C’est donc naturellement que Souleymane Camara passe pour l’imam dans la Tanière des Lions du Sénégal. Un imam plutôt intermittent tant son rapport à l’équipe nationale a été chaloupé sur la décennie passée. La forte personnalité des leaders de l’équipe d’alors – El Hadj Diouf et Henri Camara notamment – et les rivalités claniques écrasaient trop brutalement la sagesse et la timidité des grands discrets dont il est et reste, aujourd’hui encore.

 

Selon ses proches, les querelles d’ego paraissent des détails face à la surdétermination des aspects sportifs et moraux qu’il met en bandoulière. Naïveté ? Sans doute. Mais pour Petit-Jules, c’est plus simple que cela : c’est un choix contre un autre, suggère un sportif qui l’a côtoyé. ‘’Et il ne s’en porte pas plus mal.’’

 

 

En décembre 2011, entre deux contextes que tout oppose, il peut répéter mot pour mot ce qu’il disait en janvier 2002. ‘’J’ai appris beaucoup de choses au contact du groupe pro (Monaco, NDLR), et je compte bien m’en servir pour m’imposer au sein de la sélection sénégalaise, même si je suis déjà très heureux d’être dans la liste des vingt-deux joueurs appelés à disputer la Can’’, confiait-il à France Football.

 

Ce discours porte ses non-dits, mais entre lui et la Tanière, c’est une vieille histoire de promesses non tenues dont il s’agit.

 

Aujourd’hui, grâce à ses performances à Montpellier, et à la proximité morale qui le lie au sélectionneur national, Petit-Jules semble pouvoir marquer son territoire dans la Tanière. En toute discrétion, cela va de soi. ‘’Il tient dans le groupe le rôle que jouait Amara Traoré dans la génération de 2002’’, souligne Mbaye-Jacques Diop.

 

Une bonne carrière avec le crû actuel rattraperait les frustrations accumulées. Pour cela, le défi d’un sacre continental à Libreville serait, pour Souleymane Camara, une grande revanche sur l’histoire. En toute discrétion, cela va encore de soi.

● Données fournies
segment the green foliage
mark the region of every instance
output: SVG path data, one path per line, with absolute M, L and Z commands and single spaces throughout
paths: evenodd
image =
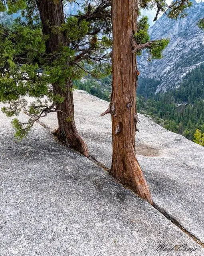
M 149 25 L 147 16 L 143 16 L 137 22 L 137 32 L 134 37 L 138 44 L 145 44 L 150 40 L 148 34 Z
M 184 18 L 188 15 L 186 9 L 192 5 L 192 3 L 189 0 L 176 0 L 170 5 L 168 15 L 172 19 L 176 19 L 179 16 Z
M 197 144 L 204 146 L 204 133 L 201 133 L 199 129 L 196 129 L 194 134 L 194 139 L 193 141 Z
M 98 66 L 93 60 L 96 58 L 97 61 L 107 61 L 109 58 L 107 50 L 112 46 L 112 40 L 108 36 L 99 40 L 98 36 L 101 32 L 109 34 L 110 21 L 103 18 L 102 21 L 97 18 L 87 21 L 71 16 L 65 19 L 62 24 L 61 21 L 59 24 L 48 21 L 46 25 L 51 33 L 44 36 L 40 15 L 36 11 L 36 4 L 35 0 L 0 1 L 0 12 L 21 13 L 21 17 L 11 24 L 0 26 L 0 102 L 8 104 L 2 110 L 10 117 L 18 116 L 22 110 L 31 116 L 25 123 L 16 119 L 14 121 L 16 136 L 20 138 L 28 134 L 40 117 L 55 111 L 54 103 L 64 100 L 63 94 L 53 91 L 52 85 L 57 84 L 63 91 L 70 79 L 81 79 L 86 73 L 83 68 L 85 62 L 96 67 L 91 72 L 99 77 L 106 76 L 111 70 L 108 62 L 104 64 L 102 61 Z M 87 4 L 85 3 L 84 10 L 78 12 L 79 15 L 87 11 Z M 50 53 L 46 51 L 46 45 L 51 32 L 65 35 L 67 43 L 59 44 L 55 51 Z M 76 56 L 83 50 L 82 61 L 75 62 Z M 73 86 L 70 90 L 74 89 Z M 24 100 L 27 96 L 35 98 L 35 101 L 28 106 Z M 42 101 L 44 97 L 48 100 Z M 48 100 L 53 103 L 50 105 Z M 67 118 L 67 122 L 72 118 Z
M 25 124 L 20 122 L 17 118 L 14 118 L 12 120 L 12 124 L 13 127 L 16 130 L 14 136 L 19 140 L 22 140 L 28 135 L 30 128 L 33 125 L 33 122 L 29 122 L 29 123 Z
M 151 48 L 149 50 L 149 54 L 152 59 L 160 59 L 162 58 L 162 52 L 168 46 L 170 40 L 168 39 L 161 39 L 151 44 Z
M 196 129 L 204 133 L 204 65 L 189 72 L 180 87 L 154 94 L 159 82 L 139 80 L 138 111 L 170 131 L 193 140 Z
M 204 30 L 204 18 L 200 20 L 198 22 L 197 25 L 199 28 Z
M 70 42 L 78 40 L 84 37 L 88 31 L 88 23 L 83 20 L 79 23 L 78 19 L 75 17 L 67 18 L 66 22 L 63 24 L 60 30 L 66 33 Z

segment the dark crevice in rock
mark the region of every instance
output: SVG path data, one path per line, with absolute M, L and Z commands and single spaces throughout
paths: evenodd
M 204 248 L 204 243 L 202 242 L 197 237 L 195 236 L 192 234 L 191 234 L 190 232 L 187 230 L 186 228 L 184 228 L 183 226 L 181 225 L 174 218 L 172 217 L 170 214 L 168 213 L 163 209 L 162 209 L 158 205 L 154 203 L 153 205 L 153 207 L 158 211 L 160 213 L 161 213 L 164 216 L 170 220 L 172 223 L 175 225 L 177 227 L 180 228 L 182 231 L 185 233 L 187 235 L 190 236 L 191 238 L 192 238 L 197 244 L 201 245 L 202 247 Z

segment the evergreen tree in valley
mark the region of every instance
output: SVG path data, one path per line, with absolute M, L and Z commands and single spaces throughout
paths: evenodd
M 176 18 L 185 16 L 185 9 L 191 5 L 188 0 L 176 0 L 170 5 L 163 0 L 112 1 L 113 91 L 110 106 L 102 114 L 111 115 L 113 156 L 110 173 L 151 204 L 153 201 L 149 189 L 135 156 L 135 137 L 138 121 L 136 93 L 139 74 L 135 54 L 141 54 L 143 49 L 147 49 L 150 58 L 160 58 L 169 41 L 150 40 L 147 18 L 143 17 L 137 22 L 139 10 L 155 8 L 154 20 L 160 12 L 166 12 L 170 18 Z

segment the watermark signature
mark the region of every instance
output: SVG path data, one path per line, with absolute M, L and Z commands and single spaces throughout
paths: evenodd
M 176 244 L 174 246 L 170 246 L 165 244 L 162 244 L 158 245 L 155 250 L 158 252 L 188 252 L 191 253 L 197 250 L 197 248 L 190 247 L 187 244 Z

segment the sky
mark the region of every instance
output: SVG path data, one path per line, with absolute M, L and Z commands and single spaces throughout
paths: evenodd
M 202 2 L 202 0 L 196 0 L 196 1 L 197 3 L 200 2 Z M 166 1 L 166 2 L 168 4 L 170 4 L 172 2 L 172 1 L 171 1 L 171 0 L 167 0 Z M 150 25 L 150 26 L 153 26 L 155 22 L 153 22 L 153 20 L 155 16 L 156 12 L 156 11 L 154 9 L 153 9 L 152 10 L 142 10 L 142 15 L 146 15 L 148 17 L 149 24 Z M 158 16 L 158 19 L 162 16 L 162 13 L 160 14 Z

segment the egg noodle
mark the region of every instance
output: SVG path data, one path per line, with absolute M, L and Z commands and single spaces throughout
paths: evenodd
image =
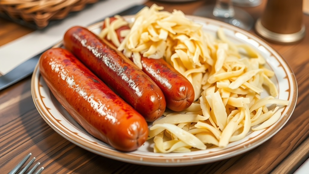
M 279 119 L 277 111 L 289 102 L 275 98 L 277 89 L 270 79 L 274 73 L 264 67 L 265 60 L 256 50 L 229 41 L 222 28 L 214 36 L 181 11 L 163 9 L 155 4 L 145 7 L 129 24 L 116 16 L 108 24 L 107 18 L 99 34 L 140 68 L 141 54 L 163 58 L 193 85 L 195 101 L 190 107 L 180 112 L 167 109 L 150 128 L 154 152 L 224 147 Z M 115 30 L 128 24 L 131 29 L 122 31 L 125 38 L 119 43 Z M 265 89 L 269 95 L 262 98 Z

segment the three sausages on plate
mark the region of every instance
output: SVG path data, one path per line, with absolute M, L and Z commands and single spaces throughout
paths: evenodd
M 63 43 L 42 55 L 40 74 L 74 119 L 116 150 L 136 150 L 148 137 L 147 121 L 193 102 L 192 85 L 162 59 L 143 58 L 141 69 L 110 41 L 80 26 L 67 30 Z

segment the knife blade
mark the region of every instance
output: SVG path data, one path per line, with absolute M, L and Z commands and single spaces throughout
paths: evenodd
M 145 7 L 145 5 L 143 4 L 135 5 L 122 11 L 116 13 L 115 15 L 118 14 L 121 16 L 134 15 Z M 110 16 L 112 16 L 114 15 L 111 15 Z M 102 21 L 106 17 L 105 16 L 102 19 L 93 23 L 93 24 L 95 24 Z M 47 50 L 48 49 L 28 59 L 14 68 L 10 72 L 3 76 L 0 76 L 0 90 L 7 88 L 31 75 L 34 70 L 34 68 L 37 63 L 40 56 L 45 50 Z

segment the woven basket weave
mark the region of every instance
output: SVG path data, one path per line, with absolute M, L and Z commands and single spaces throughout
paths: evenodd
M 34 22 L 39 28 L 53 20 L 62 19 L 71 12 L 82 10 L 98 0 L 0 0 L 0 13 L 12 19 Z

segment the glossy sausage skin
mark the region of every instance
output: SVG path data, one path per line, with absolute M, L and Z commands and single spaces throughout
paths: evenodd
M 129 151 L 148 136 L 143 116 L 69 51 L 52 48 L 41 56 L 40 74 L 59 102 L 93 136 Z
M 114 17 L 110 18 L 110 22 L 116 19 Z M 105 27 L 104 23 L 102 28 Z M 130 29 L 128 26 L 122 26 L 116 29 L 116 33 L 121 43 L 124 38 L 120 35 L 120 32 L 128 29 Z M 141 60 L 143 71 L 162 90 L 167 107 L 175 111 L 180 111 L 191 105 L 194 100 L 194 89 L 185 77 L 163 59 L 150 59 L 142 56 Z
M 107 42 L 79 26 L 69 29 L 64 38 L 66 48 L 146 121 L 153 121 L 161 116 L 166 104 L 161 89 L 129 59 Z

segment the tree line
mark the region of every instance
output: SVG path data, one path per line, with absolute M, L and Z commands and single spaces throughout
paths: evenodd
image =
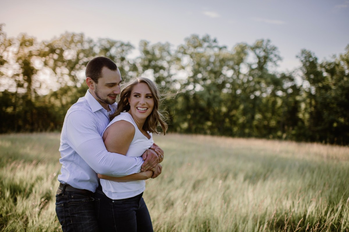
M 84 70 L 102 56 L 126 81 L 150 77 L 166 91 L 170 131 L 349 144 L 349 45 L 319 61 L 300 51 L 301 66 L 285 73 L 269 40 L 231 49 L 193 34 L 176 48 L 66 32 L 39 41 L 8 38 L 0 24 L 0 133 L 60 131 L 65 113 L 87 87 Z M 274 71 L 273 71 L 274 70 Z

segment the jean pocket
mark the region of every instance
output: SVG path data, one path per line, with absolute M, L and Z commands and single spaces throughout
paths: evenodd
M 93 198 L 79 194 L 73 194 L 68 196 L 68 203 L 70 204 L 79 203 L 87 201 L 93 201 L 94 199 Z
M 95 211 L 96 212 L 96 216 L 98 219 L 99 218 L 99 207 L 101 205 L 101 201 L 98 198 L 95 198 Z

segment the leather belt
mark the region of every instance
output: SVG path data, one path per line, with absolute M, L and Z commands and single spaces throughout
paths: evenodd
M 75 192 L 79 193 L 87 196 L 92 197 L 93 196 L 94 193 L 91 191 L 89 191 L 86 189 L 76 189 L 74 187 L 69 185 L 67 184 L 59 183 L 59 186 L 58 187 L 58 189 L 61 190 L 61 192 L 64 192 L 65 191 L 68 191 L 69 192 Z M 64 193 L 64 192 L 63 193 Z M 59 194 L 57 192 L 57 194 Z

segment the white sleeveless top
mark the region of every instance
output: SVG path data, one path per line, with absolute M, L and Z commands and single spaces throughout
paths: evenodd
M 132 116 L 127 112 L 121 113 L 114 118 L 105 129 L 115 122 L 121 120 L 129 122 L 134 126 L 136 129 L 133 139 L 131 142 L 126 156 L 141 156 L 154 143 L 151 133 L 149 133 L 150 138 L 148 139 L 138 129 Z M 134 197 L 144 192 L 146 189 L 144 181 L 119 182 L 101 179 L 101 184 L 103 192 L 107 197 L 113 200 L 125 199 Z

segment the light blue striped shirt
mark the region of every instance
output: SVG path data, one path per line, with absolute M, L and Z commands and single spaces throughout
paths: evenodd
M 110 121 L 109 113 L 116 106 L 109 105 L 112 110 L 107 112 L 88 90 L 68 110 L 59 147 L 62 168 L 58 179 L 61 183 L 94 192 L 98 186 L 97 173 L 122 176 L 140 171 L 141 156 L 108 152 L 103 142 L 102 136 Z

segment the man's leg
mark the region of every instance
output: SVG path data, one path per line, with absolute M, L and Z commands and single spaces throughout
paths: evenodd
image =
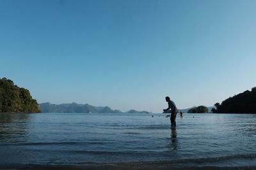
M 171 119 L 172 127 L 175 127 L 175 115 L 172 114 L 170 119 Z

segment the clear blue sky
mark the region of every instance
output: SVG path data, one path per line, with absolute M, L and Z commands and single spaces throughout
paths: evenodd
M 256 1 L 0 1 L 0 77 L 38 103 L 161 112 L 256 86 Z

● Exercice proposé
Relevez toutes les personnes que le texte sur Souleymane Camara désigne par un prénom et un nom.

● Corrigé
- Souleymane Camara
- El Hadj Diouf
- Henri Camara
- Amara Traoré
- Mbaye-Jacques Diop